──────── Entries shown
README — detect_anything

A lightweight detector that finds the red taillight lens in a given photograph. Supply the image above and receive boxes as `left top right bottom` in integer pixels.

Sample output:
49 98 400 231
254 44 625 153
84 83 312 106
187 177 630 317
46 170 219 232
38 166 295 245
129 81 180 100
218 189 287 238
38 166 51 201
────────────────
Reproduce the data above verbatim, line for line, with every character and line break unchanged.

Response below:
README — detect_anything

A lightweight detector that finds the red taillight lens in a given photograph. Supply the image above and receive boxes as `left top right bottom` in integer pixels.

Sample output:
49 98 400 231
254 44 625 153
84 83 312 106
187 177 630 317
46 170 219 232
38 166 295 245
129 81 180 100
218 189 287 238
38 166 51 201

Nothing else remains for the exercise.